:: Task goal ::
State how many lines in the records contain the word "leaf". Give only the number.

[Annotation records]
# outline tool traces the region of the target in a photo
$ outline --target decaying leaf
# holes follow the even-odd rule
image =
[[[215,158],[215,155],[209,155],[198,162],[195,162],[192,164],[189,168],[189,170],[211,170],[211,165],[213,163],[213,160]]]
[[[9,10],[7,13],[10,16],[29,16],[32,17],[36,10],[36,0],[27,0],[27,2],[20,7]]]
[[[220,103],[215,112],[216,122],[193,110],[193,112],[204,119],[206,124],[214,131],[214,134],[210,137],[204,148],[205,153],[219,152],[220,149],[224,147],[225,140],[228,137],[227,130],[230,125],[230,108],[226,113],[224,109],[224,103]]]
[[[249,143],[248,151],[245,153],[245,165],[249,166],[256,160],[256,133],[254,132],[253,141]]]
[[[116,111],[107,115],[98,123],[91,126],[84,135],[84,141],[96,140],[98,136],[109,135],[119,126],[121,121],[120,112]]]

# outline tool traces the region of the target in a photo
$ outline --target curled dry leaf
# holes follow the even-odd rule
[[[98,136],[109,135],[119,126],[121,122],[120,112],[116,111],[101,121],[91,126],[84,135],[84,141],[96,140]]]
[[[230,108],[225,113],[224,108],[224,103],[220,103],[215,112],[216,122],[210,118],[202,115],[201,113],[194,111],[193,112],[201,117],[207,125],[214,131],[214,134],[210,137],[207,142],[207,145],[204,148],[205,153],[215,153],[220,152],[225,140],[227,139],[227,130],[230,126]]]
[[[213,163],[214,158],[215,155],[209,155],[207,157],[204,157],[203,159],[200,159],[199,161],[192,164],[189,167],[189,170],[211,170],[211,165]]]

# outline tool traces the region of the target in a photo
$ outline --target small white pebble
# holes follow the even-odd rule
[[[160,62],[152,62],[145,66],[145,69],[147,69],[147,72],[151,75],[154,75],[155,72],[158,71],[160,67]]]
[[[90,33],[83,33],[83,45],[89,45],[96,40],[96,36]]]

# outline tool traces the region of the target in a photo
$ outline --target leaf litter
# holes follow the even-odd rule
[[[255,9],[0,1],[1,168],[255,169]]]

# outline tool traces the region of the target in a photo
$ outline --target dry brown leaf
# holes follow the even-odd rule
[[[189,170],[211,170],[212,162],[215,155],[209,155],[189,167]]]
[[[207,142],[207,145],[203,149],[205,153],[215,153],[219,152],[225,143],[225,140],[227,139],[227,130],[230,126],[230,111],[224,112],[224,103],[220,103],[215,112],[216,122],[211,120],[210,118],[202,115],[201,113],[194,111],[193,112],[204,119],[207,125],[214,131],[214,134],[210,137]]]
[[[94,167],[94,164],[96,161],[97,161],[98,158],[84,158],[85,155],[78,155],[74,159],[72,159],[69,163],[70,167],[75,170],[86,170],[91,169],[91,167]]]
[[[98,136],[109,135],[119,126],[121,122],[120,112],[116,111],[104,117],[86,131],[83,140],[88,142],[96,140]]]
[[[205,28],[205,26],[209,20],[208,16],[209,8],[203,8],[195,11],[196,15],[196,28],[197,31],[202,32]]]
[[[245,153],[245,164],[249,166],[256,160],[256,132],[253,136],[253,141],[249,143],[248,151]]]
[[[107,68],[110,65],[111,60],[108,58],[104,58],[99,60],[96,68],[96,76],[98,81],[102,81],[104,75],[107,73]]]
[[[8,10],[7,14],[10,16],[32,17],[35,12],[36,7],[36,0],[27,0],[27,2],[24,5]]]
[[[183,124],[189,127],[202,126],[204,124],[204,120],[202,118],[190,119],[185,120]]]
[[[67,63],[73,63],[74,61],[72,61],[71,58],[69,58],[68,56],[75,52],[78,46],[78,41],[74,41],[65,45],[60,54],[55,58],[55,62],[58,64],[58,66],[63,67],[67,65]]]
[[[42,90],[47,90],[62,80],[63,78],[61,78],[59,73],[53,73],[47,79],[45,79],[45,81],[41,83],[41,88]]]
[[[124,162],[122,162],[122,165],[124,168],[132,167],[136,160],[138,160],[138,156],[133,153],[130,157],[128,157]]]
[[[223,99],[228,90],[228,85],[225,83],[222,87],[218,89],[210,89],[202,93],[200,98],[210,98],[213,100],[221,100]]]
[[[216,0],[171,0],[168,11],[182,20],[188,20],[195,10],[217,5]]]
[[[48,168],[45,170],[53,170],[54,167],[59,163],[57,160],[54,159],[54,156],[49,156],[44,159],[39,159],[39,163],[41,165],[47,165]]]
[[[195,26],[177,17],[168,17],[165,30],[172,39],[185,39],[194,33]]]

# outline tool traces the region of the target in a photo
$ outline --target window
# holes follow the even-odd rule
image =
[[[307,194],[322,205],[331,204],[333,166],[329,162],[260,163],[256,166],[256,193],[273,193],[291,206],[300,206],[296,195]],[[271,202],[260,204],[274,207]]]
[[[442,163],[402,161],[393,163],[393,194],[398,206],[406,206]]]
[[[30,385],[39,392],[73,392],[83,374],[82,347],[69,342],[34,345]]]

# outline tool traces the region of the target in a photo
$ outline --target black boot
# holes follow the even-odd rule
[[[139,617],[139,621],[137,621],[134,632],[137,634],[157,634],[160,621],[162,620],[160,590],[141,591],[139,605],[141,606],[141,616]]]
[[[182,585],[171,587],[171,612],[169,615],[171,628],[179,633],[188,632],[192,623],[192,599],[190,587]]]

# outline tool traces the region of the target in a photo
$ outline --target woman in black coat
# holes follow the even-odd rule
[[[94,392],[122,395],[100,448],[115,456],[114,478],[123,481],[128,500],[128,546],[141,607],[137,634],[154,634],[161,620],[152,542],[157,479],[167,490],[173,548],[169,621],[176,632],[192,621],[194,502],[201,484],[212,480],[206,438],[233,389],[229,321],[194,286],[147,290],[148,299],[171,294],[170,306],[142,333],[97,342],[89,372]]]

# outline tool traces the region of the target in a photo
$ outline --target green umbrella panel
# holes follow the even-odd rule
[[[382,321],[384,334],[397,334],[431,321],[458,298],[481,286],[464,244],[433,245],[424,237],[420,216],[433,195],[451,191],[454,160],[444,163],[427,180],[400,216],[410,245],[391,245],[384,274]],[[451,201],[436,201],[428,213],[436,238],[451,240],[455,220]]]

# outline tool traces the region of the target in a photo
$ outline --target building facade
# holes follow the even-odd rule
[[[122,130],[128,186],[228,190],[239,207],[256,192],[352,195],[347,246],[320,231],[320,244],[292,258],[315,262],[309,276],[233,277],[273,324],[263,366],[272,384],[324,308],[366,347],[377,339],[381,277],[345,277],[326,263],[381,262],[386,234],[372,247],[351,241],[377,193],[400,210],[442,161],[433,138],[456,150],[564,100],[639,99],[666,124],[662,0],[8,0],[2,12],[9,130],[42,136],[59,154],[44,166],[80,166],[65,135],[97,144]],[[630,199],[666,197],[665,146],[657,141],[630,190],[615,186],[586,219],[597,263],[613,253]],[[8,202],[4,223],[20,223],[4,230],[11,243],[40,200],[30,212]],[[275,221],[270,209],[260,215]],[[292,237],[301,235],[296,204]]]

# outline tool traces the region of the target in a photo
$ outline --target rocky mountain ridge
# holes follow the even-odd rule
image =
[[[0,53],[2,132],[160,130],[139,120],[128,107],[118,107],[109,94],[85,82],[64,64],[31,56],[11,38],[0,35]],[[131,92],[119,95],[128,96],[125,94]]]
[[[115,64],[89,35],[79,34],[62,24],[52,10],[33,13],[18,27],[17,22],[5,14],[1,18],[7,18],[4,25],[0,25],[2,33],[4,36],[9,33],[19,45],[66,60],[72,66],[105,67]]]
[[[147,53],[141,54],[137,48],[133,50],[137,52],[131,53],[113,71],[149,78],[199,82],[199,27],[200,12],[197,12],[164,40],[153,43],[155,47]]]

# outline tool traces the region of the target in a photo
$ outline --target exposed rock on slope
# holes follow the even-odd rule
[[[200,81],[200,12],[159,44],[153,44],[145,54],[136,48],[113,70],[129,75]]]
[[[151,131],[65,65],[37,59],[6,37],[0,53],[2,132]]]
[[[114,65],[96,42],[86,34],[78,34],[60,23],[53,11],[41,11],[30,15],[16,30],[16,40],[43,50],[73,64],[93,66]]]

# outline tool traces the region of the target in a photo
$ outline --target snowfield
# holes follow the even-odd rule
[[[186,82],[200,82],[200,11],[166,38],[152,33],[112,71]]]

:: Output for this exercise ::
4